Each entry must appear again exactly as it does in the source.

>> start SOURCE MATERIAL

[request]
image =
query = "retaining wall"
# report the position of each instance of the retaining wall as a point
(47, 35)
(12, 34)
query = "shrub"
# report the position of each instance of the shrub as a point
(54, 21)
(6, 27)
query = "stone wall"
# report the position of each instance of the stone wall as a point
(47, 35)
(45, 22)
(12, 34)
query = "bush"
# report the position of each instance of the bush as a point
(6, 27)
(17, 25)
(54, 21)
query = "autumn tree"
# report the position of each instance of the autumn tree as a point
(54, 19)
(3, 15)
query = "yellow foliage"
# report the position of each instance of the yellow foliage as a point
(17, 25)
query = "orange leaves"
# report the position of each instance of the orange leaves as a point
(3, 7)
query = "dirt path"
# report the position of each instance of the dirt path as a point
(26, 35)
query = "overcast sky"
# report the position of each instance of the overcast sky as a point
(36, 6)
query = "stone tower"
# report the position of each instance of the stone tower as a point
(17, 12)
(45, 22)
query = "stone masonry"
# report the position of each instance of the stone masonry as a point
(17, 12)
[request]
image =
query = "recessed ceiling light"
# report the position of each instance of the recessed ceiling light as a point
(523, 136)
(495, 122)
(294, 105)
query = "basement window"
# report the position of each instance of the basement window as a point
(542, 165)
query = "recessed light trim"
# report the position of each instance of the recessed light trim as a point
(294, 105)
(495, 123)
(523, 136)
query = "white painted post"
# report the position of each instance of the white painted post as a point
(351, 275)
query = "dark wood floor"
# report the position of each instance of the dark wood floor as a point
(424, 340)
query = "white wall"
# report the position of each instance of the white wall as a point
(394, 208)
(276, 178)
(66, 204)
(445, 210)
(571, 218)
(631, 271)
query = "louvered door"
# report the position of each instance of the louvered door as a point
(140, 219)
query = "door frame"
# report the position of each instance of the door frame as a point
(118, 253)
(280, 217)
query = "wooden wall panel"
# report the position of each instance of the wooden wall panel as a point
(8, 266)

>> end SOURCE MATERIAL

> **OUTPUT FOR THIS TASK**
[request]
image =
query = "retaining wall"
# report the position of each instance of the retaining wall as a point
(47, 35)
(12, 34)
query = "shrub"
# report the position of each instance of the shrub as a point
(54, 21)
(6, 27)
query = "stone wall"
# report the position of each instance of the stone wall as a point
(47, 35)
(45, 22)
(12, 34)
query = "bush"
# report the position of each instance of the bush as a point
(6, 27)
(17, 25)
(54, 21)
query = "autumn tree"
# report the position of each instance of the autumn tree as a point
(54, 19)
(3, 15)
query = "yellow foliage"
# report the position of each instance of the yellow foliage as a point
(17, 25)
query = "orange leaves"
# report the position of each instance of the orange leaves as a point
(3, 7)
query = "dirt path"
# report the position of each instance of the dirt path as a point
(26, 35)
query = "overcast sky"
# report the position of each instance of the overcast sky as a point
(36, 6)
query = "stone tower"
# report the position of each instance of the stone tower as a point
(17, 12)
(45, 22)
query = "stone masonry"
# report the position of each instance of the stone masonry as a point
(17, 12)
[request]
image =
query = "recessed ceiling light"
# report the position of each instance of the recessed ceiling light as a point
(523, 136)
(495, 122)
(294, 105)
query = "basement window"
# report the position of each instance of the basement window as a point
(542, 165)
query = "recessed light trim"
# report the position of each instance of the recessed light trim as a point
(294, 105)
(495, 123)
(523, 136)
query = "white painted post"
# report the position of each instance of the white painted post as a point
(351, 275)
query = "dark wood floor"
# report the position of each instance of the dark wood floor as a point
(424, 340)
query = "white wall"
# report the position of each instance of the white wall as a point
(394, 208)
(276, 178)
(66, 204)
(445, 210)
(571, 218)
(631, 271)
query = "louvered door"
# report the position of each instance of the louvered door as a point
(140, 219)
query = "door frame"
# report the position of each instance of the door frame as a point
(118, 253)
(280, 217)
query = "wooden wall panel"
# report the position of each instance of the wooden wall panel as a point
(8, 266)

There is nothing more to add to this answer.